Please copy every one of the following records exactly as they are, leaving out the pictures.
-- start Source records --
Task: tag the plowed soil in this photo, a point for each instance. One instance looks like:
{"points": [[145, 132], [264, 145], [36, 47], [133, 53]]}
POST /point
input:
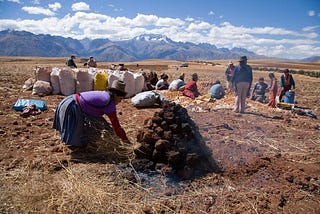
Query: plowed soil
{"points": [[265, 161]]}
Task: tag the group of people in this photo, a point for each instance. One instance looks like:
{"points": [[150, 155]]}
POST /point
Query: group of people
{"points": [[239, 78], [188, 89], [74, 111]]}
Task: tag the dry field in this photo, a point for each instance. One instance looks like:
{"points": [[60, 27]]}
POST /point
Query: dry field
{"points": [[268, 160]]}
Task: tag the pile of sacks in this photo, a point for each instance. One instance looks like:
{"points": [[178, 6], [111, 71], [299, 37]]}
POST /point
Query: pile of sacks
{"points": [[67, 81], [170, 142]]}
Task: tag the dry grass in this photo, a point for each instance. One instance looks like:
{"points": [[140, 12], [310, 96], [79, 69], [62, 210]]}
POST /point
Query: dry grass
{"points": [[61, 185]]}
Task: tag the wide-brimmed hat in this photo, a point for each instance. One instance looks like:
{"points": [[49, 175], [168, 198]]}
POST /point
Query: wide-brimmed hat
{"points": [[243, 58], [118, 87]]}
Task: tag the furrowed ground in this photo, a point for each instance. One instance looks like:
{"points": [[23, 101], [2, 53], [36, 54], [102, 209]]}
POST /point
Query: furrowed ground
{"points": [[267, 160]]}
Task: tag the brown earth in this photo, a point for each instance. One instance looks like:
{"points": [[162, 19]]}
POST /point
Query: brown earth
{"points": [[265, 161]]}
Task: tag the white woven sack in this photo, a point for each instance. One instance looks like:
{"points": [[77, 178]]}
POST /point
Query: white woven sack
{"points": [[84, 80], [139, 82], [54, 79], [67, 81], [128, 78], [112, 76]]}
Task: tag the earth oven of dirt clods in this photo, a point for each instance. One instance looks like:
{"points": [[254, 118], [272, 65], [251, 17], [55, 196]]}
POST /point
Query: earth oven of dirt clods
{"points": [[170, 142]]}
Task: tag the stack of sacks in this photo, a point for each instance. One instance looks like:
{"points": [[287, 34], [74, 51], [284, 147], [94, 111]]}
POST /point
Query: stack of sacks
{"points": [[67, 81]]}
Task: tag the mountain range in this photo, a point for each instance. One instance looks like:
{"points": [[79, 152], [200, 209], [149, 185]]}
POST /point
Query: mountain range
{"points": [[146, 46]]}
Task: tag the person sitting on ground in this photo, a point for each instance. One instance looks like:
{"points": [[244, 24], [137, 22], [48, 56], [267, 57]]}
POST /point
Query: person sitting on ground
{"points": [[273, 88], [92, 62], [216, 90], [259, 91], [177, 84], [163, 83], [147, 84], [71, 62], [286, 83], [74, 111], [191, 88]]}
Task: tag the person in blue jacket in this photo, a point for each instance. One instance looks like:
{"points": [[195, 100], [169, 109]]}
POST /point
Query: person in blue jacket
{"points": [[242, 80], [286, 83], [217, 90]]}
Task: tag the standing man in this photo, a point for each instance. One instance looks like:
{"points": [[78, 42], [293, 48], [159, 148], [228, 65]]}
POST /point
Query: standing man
{"points": [[71, 62], [286, 83], [242, 80], [229, 73]]}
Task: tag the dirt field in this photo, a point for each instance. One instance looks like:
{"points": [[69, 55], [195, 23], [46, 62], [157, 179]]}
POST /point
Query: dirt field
{"points": [[266, 160]]}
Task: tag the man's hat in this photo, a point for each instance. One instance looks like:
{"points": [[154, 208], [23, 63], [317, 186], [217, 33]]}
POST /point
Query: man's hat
{"points": [[243, 58], [118, 87]]}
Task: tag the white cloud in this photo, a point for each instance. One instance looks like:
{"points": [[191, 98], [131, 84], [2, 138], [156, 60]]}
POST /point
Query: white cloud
{"points": [[15, 1], [38, 10], [269, 41], [310, 28], [80, 6], [55, 6], [311, 13]]}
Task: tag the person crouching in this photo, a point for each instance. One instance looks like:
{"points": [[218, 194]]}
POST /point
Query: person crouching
{"points": [[74, 110]]}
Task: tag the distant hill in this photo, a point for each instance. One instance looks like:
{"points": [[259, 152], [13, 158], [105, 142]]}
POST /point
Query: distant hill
{"points": [[146, 46]]}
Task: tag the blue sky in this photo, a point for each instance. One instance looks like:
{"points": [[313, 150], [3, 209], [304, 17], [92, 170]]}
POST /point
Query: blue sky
{"points": [[275, 28]]}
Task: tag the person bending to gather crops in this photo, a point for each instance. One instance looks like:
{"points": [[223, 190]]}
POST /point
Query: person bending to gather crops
{"points": [[191, 89], [75, 112]]}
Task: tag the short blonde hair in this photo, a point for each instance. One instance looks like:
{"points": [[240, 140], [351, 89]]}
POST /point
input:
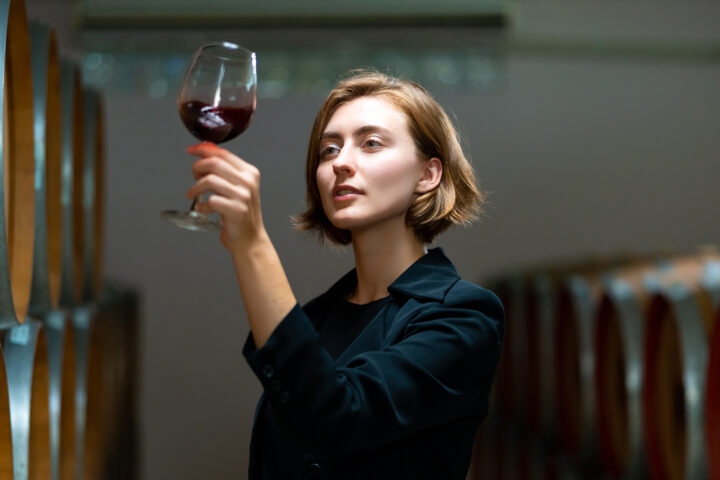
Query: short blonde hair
{"points": [[456, 200]]}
-- end Source records --
Task solution
Task: tag the plowed soil in this photo, a point for each instance. One instance looks like:
{"points": [[145, 132], [264, 145], [36, 47], [133, 53]]}
POST /point
input:
Query: plowed soil
{"points": [[265, 161]]}
Task: tag the group of people in this photo, a point for each instance. One instance looks like:
{"points": [[150, 155]]}
POST /point
Query: group of people
{"points": [[239, 78], [188, 89], [74, 111]]}
Task: tag the dry field in this photo, a point for each instance. One instance looks like:
{"points": [[60, 27]]}
POST /point
Query: dry field
{"points": [[268, 160]]}
Task: tag the pile of sacks in this photo, a point for each instance. One instance looks like:
{"points": [[178, 6], [111, 71], [299, 37]]}
POST /point
Query: pile of sacks
{"points": [[67, 81], [170, 142]]}
Task: tag the dry grass in this photo, a point for each instance. One instance looks like:
{"points": [[140, 12], [310, 96], [79, 69], [62, 210]]}
POST /point
Query: dry grass
{"points": [[61, 185]]}
Task: tag the wide-brimmed hat in this photo, a point for each instance. One instance looks like:
{"points": [[49, 175], [168, 198]]}
POST /point
Query: wide-brimmed hat
{"points": [[243, 58], [118, 87]]}
Task: tag the furrowed ground in this photo, a point for each instance. One instance looks like:
{"points": [[23, 101], [2, 53], [36, 54], [102, 209]]}
POST /point
Query: furrowed ground
{"points": [[267, 160]]}
Task: tag the brown earth in this photo, a point for each instance. One instance looks like:
{"points": [[162, 19]]}
POST /point
Query: brown earth
{"points": [[265, 161]]}
Task: tag the white woven sack in this photo, a point for each instance. One instance looks like:
{"points": [[77, 178]]}
POST /point
Query: white woven sack
{"points": [[84, 80], [139, 82], [54, 79], [67, 81], [128, 78], [112, 76]]}
Task: tag the earth oven of dirt clods in this photo, a point for each instance. One instance looks like:
{"points": [[254, 118], [272, 65], [251, 17], [55, 196]]}
POST /point
Query: earth oven of dirt clods
{"points": [[170, 142]]}
Task: tag the stack of sacks in this photo, a point for each instance. One instance looks like:
{"points": [[287, 34], [74, 51], [284, 147], [94, 111]]}
POST /point
Query: stack of sacks
{"points": [[67, 81]]}
Task: tag the mountain range in this photo, a point for each instance. One instance looks like:
{"points": [[79, 152], [200, 209], [149, 185]]}
POST /point
Query: mountain range
{"points": [[146, 46]]}
Task: tag the person sitting on ground in this photo, a point for each instance. One instance looks like:
{"points": [[244, 24], [137, 22], [48, 56], [267, 57]]}
POST /point
Query: person sitting on ground
{"points": [[273, 88], [92, 62], [216, 90], [259, 91], [177, 84], [163, 83], [147, 84], [71, 62], [286, 83], [74, 111], [191, 88]]}
Task: tag the person in blue jacket in this photo, a point for each instance. One instance looks like:
{"points": [[195, 100], [169, 109]]}
POST /point
Query: person in blue jacket
{"points": [[242, 80], [286, 83], [217, 90]]}
Task: tag the standing man in this photo, a point for each instance. One instance looks like:
{"points": [[78, 42], [293, 48], [159, 148], [228, 65]]}
POST /point
Query: standing man
{"points": [[71, 62], [286, 83], [242, 80], [229, 73]]}
Task: tag the dirt field in this photo, a point for each instance. One instance looks like:
{"points": [[69, 55], [195, 23], [46, 62], [157, 179]]}
POST /point
Query: dirt field
{"points": [[266, 160]]}
Task: tag the man's hat in this photo, a point for each instance. One instance looks like:
{"points": [[154, 208], [23, 63], [317, 186], [217, 33]]}
POST /point
Query: man's hat
{"points": [[243, 58], [118, 87]]}
Task: tag the white cloud in this photo, a point for each instance. One instance looks like:
{"points": [[191, 98], [131, 84], [2, 138], [156, 60]]}
POST /point
Query: white cloud
{"points": [[15, 1], [38, 10], [269, 41], [310, 28], [80, 6], [55, 6], [311, 13]]}
Task: tag the person crouching in this photo, a point for each instance. One instance looks like:
{"points": [[218, 194]]}
POST /point
Query: person crouching
{"points": [[74, 110]]}
Task: tag the distant hill in this photo, a point for each instance. One instance looks like:
{"points": [[259, 152], [13, 158], [105, 142]]}
POST /point
Query: distant hill
{"points": [[146, 46]]}
Task: tag the blue sky in this photo, a point for each instance. One instance looks like:
{"points": [[313, 150], [3, 209], [304, 17], [92, 170]]}
POST /point
Query: blue sky
{"points": [[275, 28]]}
Task: tag the person bending to gather crops in this photo, a point for each instance. One instance looks like:
{"points": [[223, 190]]}
POST /point
Query: person bending to gather crops
{"points": [[191, 89], [75, 112]]}
Task: tag the short blonde hair in this photo, a point for each instance. One instance looks like:
{"points": [[240, 140], [351, 89]]}
POST /point
input:
Query: short blonde hair
{"points": [[456, 200]]}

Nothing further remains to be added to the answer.